_Texte source_
Camille et Berthe (2)
Ma mère, comme beaucoup de Baril, était une femme anxieuse, angoissée même. Pendant les années où elle a eu ses enfants, elle était même sujette à des crises de panique. Dans ces moments d’inquiétude, m’a-t-elle raconté, mon père lui prenait la main et lui disait : « Je suis là. Tout va bien aller ! »
Mon père avait pourtant eu une enfance difficile. Il n’avait que deux ans quand sa mère était morte. Son père s’était remarié avec une femme qui s’était amenée avec ses cinq filles. Puis, du nouveau mariage étaient nés deux autres garçons. Ne restait pas beaucoup de place pour ce fils du premier lit, comme on disait alors.
Apparemment, la belle-mère n’a jamais bien traité Camille, qui de son côté ne l’a jamais aimé. Il ne prenait d’ailleurs pas la peine de s’en cacher. Cela explique sans doute pourquoi je n’ai jamais eu d’affection pour cette grand-mère.
Cela dit, avant même que le concept de la résilience ne vienne à la mode, il avait fait preuve d’une grande faculté d’adaptation et d’une grande solidité. J’aime à penser que cela lui vient de son père. À dix ans, Albert avait suivi sa famille aux États-Unis. Quand les siens sont revenus au pays, il ne les a pas suivis, préférant s’installer à Lowell, la ville de Jack Kirouac, pour gagner sa vie. Il avait 27 ans quand il a fini par rentrer au Québec. Installé à Trois-Rivières en 1913, il a fondé l’entreprise de portes et fenêtres qui l’a rendu riche et dont mon père a hérité en partage, à sa mort en 1944. Grâce à Albert Roux Portes et Châssis, nous n’avons jamais manqué de rien.
Je n’ai pas connu mon grand-père paternel, mort quelques mois avant ma naissance. Mais d’après ce que je sais de lui, il était de la race des audacieux, des fonceurs. Je ne crois pas que mon propre père partageait son audace. Toute sa vie, Camille est resté à Trois-Rivières. Loin de sa ville natale, il perdait sa belle assurance. Mais de son père, il avait gardé assurément la force de caractère.
Mon grand-père Baril a lui aussi vécu aux États-Unis, une dizaine d’années dans son cas. Comme mon autre grand-père, tout illettré qu’il ait été, il y avait appris l’anglais, langue dont il se souvenait fort bien quand la télévision est apparue au Québec dans les années cinquante. C’est lui qui nous traduisait, plutôt bien selon mon souvenir, les répliques du Jackie Gleason Show.

_Consignes à suivre_
A - Relevez tous les noms de lieux géographiques (pays, province ou ville) mentionnés dans l'extrait « Camille et Berthe ».
B - Recopiez fidèlement le passage de l'extrait « Camille et Berthe » compris entre « Camille et Berthe » et « on disait alors. », ces deux segments inclus.
C - Répondez aux questions suivantes d'après l'extrait « Camille et Berthe » :
(i) Quel âge avait Camille lorsque sa mère est morte ?
(ii) En quelle année Albert s'est-il installé à Trois-Rivières ?
(iii) Combien de temps le grand-père Baril a-t-il vécu aux États-Unis ?

(Un bloc de données)

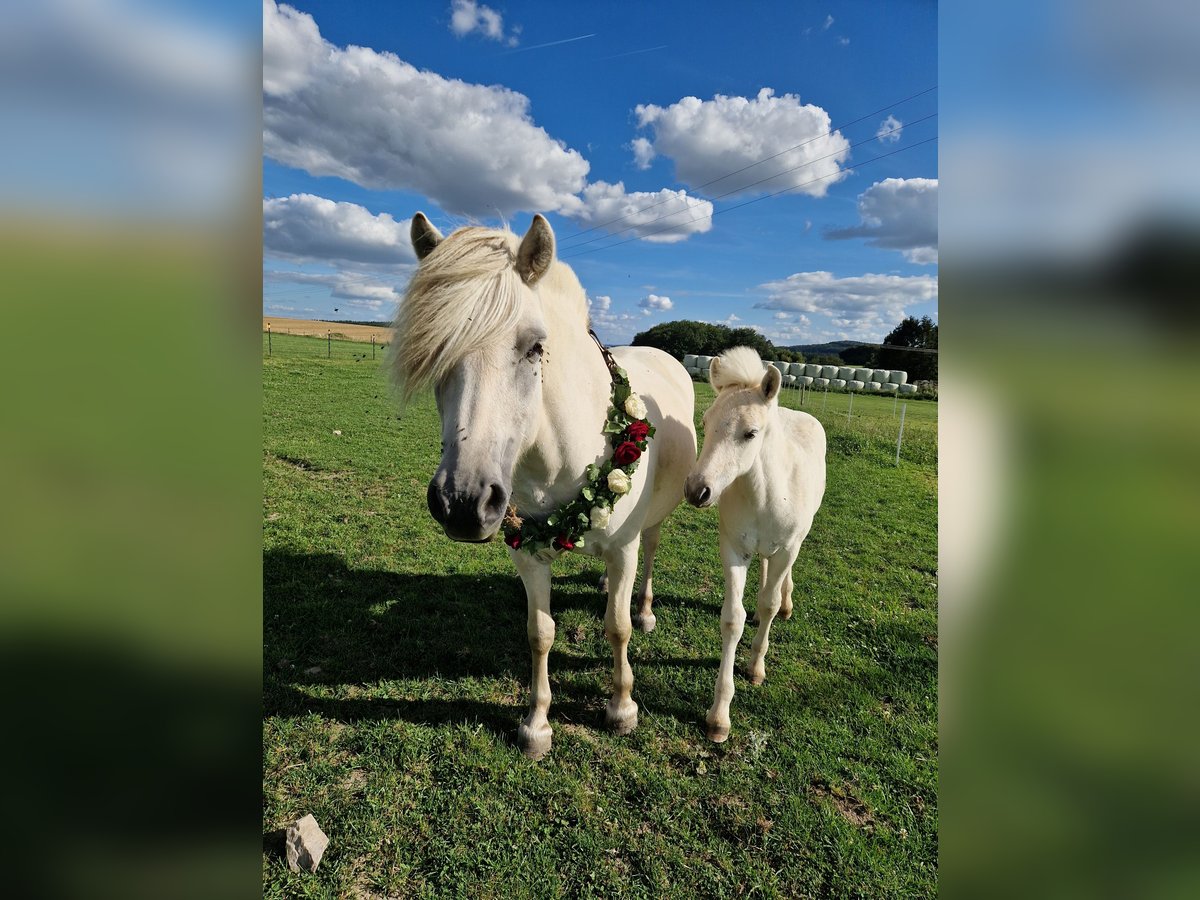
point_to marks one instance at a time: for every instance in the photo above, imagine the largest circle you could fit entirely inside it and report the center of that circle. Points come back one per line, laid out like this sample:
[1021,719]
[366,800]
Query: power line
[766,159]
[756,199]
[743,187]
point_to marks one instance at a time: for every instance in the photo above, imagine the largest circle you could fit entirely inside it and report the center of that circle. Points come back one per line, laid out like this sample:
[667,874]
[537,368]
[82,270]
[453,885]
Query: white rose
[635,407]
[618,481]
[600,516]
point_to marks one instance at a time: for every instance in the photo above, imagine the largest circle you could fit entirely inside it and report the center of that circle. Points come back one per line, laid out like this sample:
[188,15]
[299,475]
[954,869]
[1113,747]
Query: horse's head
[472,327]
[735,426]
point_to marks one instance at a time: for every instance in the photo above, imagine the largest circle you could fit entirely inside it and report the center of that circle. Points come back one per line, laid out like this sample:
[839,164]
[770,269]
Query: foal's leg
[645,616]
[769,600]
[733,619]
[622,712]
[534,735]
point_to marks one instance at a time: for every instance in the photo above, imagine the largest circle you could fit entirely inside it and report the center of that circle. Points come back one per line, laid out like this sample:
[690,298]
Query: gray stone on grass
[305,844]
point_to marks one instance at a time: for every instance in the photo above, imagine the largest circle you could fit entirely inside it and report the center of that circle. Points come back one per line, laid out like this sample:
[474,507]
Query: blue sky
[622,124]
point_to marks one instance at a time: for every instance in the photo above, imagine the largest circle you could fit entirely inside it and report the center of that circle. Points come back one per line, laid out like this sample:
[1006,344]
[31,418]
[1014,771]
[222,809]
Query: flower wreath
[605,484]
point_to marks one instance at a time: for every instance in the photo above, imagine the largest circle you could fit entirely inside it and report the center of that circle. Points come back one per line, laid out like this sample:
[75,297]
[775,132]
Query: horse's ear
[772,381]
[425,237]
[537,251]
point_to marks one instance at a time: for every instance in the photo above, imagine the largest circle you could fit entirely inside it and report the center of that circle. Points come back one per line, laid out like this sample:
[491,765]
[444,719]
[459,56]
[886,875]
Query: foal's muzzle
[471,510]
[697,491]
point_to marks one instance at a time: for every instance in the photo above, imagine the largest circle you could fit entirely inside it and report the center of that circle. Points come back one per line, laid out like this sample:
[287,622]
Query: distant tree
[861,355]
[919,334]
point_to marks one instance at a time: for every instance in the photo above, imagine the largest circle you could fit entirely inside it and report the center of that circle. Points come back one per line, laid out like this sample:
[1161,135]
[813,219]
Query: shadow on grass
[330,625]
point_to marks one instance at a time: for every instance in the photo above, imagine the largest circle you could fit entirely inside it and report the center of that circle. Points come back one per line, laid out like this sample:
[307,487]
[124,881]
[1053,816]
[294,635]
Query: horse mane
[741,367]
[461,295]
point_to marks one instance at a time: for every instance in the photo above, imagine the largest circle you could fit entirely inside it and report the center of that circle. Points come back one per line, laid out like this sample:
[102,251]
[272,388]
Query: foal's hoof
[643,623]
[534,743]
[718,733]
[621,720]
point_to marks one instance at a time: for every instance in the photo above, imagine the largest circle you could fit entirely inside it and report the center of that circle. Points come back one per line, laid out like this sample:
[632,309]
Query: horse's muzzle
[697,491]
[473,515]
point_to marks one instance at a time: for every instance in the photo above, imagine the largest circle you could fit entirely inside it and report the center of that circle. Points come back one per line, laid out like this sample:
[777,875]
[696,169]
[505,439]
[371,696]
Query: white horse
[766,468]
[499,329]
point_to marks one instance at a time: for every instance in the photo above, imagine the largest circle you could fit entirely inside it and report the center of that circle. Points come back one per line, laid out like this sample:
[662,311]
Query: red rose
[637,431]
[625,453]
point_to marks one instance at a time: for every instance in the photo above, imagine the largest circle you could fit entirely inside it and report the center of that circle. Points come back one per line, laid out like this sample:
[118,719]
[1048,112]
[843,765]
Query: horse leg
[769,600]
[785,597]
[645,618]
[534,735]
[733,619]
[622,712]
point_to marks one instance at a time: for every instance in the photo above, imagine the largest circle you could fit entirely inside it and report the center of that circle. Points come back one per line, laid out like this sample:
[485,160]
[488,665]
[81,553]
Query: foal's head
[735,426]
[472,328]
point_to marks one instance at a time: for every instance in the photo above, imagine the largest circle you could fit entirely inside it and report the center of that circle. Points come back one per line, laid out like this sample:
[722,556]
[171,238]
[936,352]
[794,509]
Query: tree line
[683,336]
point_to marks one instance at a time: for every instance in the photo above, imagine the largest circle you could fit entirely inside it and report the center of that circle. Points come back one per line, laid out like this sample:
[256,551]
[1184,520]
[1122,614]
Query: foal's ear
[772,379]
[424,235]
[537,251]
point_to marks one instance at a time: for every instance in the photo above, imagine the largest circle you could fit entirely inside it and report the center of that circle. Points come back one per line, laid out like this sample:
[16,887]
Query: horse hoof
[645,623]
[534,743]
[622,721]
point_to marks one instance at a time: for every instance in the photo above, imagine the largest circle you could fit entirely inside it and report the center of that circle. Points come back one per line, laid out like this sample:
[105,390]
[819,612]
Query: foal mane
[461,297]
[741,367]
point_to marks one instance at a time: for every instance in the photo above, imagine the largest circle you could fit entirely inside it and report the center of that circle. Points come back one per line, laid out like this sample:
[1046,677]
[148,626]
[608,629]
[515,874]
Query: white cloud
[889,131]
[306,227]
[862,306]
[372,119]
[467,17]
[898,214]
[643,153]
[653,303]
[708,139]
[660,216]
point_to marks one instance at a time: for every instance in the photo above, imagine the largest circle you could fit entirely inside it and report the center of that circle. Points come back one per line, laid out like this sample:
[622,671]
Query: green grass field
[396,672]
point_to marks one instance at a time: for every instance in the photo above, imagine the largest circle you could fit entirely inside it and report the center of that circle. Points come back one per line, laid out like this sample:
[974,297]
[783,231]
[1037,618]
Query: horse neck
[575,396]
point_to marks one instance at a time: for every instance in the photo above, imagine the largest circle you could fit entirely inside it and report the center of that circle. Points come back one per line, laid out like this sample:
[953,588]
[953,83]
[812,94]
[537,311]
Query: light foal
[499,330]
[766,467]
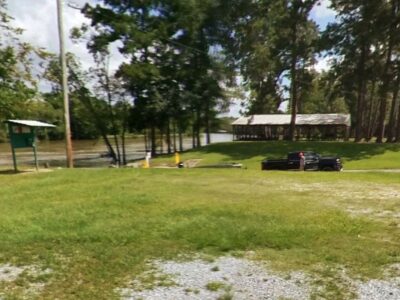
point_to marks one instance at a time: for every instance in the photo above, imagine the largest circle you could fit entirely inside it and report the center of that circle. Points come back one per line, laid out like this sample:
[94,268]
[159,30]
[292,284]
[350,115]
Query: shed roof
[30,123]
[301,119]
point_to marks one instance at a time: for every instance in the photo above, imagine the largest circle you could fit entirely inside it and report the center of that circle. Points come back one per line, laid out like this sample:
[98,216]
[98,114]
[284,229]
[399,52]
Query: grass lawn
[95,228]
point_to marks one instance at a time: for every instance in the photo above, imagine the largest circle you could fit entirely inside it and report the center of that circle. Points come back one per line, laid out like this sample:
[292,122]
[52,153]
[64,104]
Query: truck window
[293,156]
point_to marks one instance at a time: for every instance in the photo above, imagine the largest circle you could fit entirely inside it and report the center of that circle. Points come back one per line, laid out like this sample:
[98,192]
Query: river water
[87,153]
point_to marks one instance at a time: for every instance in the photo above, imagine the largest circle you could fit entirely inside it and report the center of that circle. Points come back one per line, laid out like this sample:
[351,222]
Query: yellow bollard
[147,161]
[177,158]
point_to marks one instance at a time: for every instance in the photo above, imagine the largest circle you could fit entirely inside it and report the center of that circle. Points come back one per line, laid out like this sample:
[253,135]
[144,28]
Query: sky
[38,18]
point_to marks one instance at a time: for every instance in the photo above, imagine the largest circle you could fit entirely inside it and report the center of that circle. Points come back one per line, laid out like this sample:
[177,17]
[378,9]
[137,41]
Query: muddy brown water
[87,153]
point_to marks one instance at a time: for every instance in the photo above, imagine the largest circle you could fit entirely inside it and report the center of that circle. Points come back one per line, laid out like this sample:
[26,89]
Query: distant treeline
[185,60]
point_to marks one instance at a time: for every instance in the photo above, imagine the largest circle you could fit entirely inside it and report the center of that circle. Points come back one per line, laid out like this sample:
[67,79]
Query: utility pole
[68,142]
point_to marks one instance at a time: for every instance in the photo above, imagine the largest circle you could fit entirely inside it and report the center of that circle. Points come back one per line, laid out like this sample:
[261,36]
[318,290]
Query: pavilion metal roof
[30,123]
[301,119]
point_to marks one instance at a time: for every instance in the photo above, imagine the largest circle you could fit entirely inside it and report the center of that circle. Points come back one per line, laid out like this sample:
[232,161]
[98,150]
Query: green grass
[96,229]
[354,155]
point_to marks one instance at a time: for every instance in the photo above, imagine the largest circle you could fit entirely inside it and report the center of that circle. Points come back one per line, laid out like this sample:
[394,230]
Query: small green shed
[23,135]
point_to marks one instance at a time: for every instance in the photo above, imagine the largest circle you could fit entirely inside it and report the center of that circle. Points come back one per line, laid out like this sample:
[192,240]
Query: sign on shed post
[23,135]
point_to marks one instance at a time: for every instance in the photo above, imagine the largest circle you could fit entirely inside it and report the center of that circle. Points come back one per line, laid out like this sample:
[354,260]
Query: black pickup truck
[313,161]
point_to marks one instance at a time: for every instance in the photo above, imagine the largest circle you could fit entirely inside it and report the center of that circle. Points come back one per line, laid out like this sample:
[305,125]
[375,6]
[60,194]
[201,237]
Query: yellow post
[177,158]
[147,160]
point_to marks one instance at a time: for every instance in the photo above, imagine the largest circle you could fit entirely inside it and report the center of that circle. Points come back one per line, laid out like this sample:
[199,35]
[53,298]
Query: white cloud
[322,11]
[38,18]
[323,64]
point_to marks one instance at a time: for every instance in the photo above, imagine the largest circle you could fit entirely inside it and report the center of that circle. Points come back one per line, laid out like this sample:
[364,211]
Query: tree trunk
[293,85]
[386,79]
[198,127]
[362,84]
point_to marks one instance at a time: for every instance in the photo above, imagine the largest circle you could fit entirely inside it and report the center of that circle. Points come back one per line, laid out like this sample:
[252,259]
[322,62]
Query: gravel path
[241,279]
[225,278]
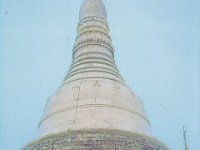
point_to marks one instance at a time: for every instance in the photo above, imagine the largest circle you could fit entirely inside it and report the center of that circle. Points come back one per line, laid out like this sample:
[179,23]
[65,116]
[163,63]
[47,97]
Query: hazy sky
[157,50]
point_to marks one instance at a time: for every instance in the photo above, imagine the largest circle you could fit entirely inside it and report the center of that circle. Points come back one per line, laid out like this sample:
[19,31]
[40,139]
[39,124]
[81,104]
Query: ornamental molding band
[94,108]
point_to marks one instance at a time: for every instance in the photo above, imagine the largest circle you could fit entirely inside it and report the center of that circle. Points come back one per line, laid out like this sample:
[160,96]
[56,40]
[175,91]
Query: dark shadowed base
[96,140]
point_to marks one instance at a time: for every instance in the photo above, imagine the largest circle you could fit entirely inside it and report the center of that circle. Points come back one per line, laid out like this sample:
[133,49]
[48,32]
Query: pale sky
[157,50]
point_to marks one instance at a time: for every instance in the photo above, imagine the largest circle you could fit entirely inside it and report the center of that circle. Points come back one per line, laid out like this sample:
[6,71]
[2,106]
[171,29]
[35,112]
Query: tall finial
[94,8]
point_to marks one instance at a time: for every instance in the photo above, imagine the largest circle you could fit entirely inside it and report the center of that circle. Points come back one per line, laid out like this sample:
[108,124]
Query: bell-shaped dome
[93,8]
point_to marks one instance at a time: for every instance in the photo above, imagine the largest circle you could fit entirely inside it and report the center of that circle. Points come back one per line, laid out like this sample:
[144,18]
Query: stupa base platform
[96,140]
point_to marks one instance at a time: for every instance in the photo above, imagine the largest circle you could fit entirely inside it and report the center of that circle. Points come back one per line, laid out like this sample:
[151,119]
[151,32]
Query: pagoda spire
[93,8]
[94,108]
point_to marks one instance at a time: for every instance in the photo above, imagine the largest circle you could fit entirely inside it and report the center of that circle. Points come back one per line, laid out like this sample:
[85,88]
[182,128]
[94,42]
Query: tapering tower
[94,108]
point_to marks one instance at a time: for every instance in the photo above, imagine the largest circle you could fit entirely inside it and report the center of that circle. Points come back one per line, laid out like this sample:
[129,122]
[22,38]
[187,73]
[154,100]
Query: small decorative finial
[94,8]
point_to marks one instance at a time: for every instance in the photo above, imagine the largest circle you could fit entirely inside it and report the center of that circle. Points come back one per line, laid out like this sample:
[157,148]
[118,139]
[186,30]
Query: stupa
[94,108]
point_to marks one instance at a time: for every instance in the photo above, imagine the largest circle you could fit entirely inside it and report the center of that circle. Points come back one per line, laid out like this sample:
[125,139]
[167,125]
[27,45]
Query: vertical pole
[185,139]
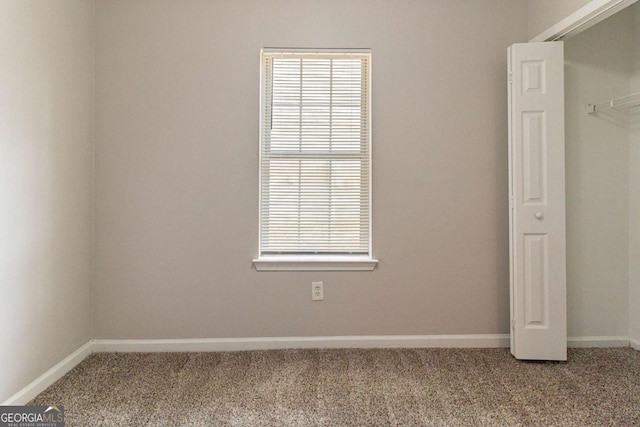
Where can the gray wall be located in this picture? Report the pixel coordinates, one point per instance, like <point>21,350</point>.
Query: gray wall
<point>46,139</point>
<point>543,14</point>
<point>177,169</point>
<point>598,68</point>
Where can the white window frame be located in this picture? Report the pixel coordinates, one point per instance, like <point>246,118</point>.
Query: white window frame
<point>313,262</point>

_Réponses attendues_
A - États-Unis, Lowell, Québec, Trois-Rivières

B -
Camille et Berthe (2)
Ma mère, comme beaucoup de Baril, était une femme anxieuse, angoissée même. Pendant les années où elle a eu ses enfants, elle était même sujette à des crises de panique. Dans ces moments d’inquiétude, m’a-t-elle raconté, mon père lui prenait la main et lui disait : « Je suis là. Tout va bien aller ! »
Mon père avait pourtant eu une enfance difficile. Il n’avait que deux ans quand sa mère était morte. Son père s’était remarié avec une femme qui s’était amenée avec ses cinq filles. Puis, du nouveau mariage étaient nés deux autres garçons. Ne restait pas beaucoup de place pour ce fils du premier lit, comme on disait alors.

C -
(i) Il avait deux ans.
(ii) En 1913.
(iii) Une dizaine d'années.